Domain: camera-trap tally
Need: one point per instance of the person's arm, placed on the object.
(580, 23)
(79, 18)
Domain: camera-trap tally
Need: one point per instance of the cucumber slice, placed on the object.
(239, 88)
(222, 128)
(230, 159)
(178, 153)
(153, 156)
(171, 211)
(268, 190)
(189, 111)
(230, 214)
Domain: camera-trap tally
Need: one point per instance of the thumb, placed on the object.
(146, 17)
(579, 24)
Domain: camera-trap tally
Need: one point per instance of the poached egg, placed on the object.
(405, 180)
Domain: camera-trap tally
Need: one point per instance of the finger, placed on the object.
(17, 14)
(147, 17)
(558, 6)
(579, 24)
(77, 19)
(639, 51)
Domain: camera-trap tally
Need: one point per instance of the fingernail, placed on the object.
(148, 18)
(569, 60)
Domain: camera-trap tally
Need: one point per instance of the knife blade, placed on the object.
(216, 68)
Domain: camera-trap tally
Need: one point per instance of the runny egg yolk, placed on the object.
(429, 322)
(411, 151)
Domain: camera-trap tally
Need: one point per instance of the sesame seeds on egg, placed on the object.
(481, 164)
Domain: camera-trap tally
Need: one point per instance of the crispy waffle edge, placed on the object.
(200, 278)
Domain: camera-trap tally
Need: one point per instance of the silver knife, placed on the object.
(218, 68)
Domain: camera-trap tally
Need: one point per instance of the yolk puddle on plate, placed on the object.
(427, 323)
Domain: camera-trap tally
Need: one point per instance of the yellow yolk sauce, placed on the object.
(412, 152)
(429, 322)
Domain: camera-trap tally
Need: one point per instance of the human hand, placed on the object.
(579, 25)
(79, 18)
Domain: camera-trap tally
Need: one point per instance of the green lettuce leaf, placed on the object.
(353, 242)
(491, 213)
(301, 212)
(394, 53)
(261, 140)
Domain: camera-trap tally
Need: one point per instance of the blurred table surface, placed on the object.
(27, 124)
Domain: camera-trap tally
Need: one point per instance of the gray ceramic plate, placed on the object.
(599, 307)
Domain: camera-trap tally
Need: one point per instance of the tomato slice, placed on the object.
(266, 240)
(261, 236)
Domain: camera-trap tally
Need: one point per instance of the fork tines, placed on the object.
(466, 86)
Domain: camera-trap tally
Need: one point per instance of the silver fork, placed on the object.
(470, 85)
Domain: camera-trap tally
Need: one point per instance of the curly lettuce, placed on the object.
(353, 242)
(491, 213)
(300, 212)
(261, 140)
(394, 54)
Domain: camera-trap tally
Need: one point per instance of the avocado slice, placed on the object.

● Task goal: Could you write out every entry above exactly as it appears?

● The completed task:
Domain: camera-trap tally
Need: one point per instance of the person's arm, placed on the object.
(580, 23)
(79, 18)
Domain: camera-trap tally
Need: one point per instance of the cucumber slice, placed on the object.
(239, 88)
(222, 128)
(230, 159)
(178, 153)
(153, 156)
(171, 211)
(268, 190)
(189, 111)
(230, 214)
Domain: camera-trap tally
Need: one point per instance of the thumb, placed on the object.
(146, 17)
(579, 24)
Domain: camera-trap tally
Need: one point per instance of the poached egg, placed on the object.
(405, 180)
Domain: camera-trap tally
Need: one point per instance of the finger, placed on the object.
(17, 14)
(147, 17)
(558, 6)
(579, 24)
(77, 19)
(639, 51)
Domain: camera-trap tally
Need: one point per instance of the fingernail, placed on the object.
(148, 18)
(569, 60)
Domain: camera-trap tally
Need: one point per instance of the knife blade, placed on the object.
(216, 68)
Domain: camera-trap tally
Need: one point per instance of the runny egg yolk, placed on the object.
(429, 322)
(411, 151)
Domain: camera-trap tally
Need: one point per instance of the sesame seeds on egg, placed on the object.
(481, 164)
Domain: camera-trap tally
Need: one point per instance of the crispy waffle edge, placed on the object.
(200, 278)
Domain: camera-trap tally
Need: one point per instance of the silver knife, placed on the object.
(218, 68)
Domain: camera-trap tally
Need: one point per instance of the yolk puddle on plate, placed on the object.
(427, 323)
Domain: camera-trap tally
Need: one point per instance of the yellow yolk sauce, placed on the object.
(412, 152)
(429, 322)
Domain: camera-trap tally
Need: one point per instance of the human hand, placed on the object.
(579, 25)
(79, 18)
Domain: camera-trap tally
Need: one point per instance of the green lettuce leaf, placed on the object.
(353, 242)
(491, 213)
(301, 212)
(394, 53)
(261, 140)
Domain: camera-trap tally
Need: one point per instance of the blurred table surface, placed on the object.
(27, 124)
Domain: camera-trap tally
Need: one point per instance of the gray ceramic plate, placed on the object.
(599, 307)
Domain: camera-trap tally
Need: one point per instance of the tomato slice, placed on the object.
(266, 240)
(261, 236)
Domain: camera-trap tally
Need: one point per instance of the fork tines, placed on the object.
(466, 86)
Domain: camera-trap tally
Need: one point per instance of the silver fork, placed on the object.
(470, 85)
Domain: camera-trap tally
Need: one point per instance of the curly lettuce, placed on the object.
(353, 242)
(491, 213)
(300, 212)
(261, 140)
(394, 54)
Domain: camera-trap tally
Need: one point per instance of the avocado slice, placed on the object.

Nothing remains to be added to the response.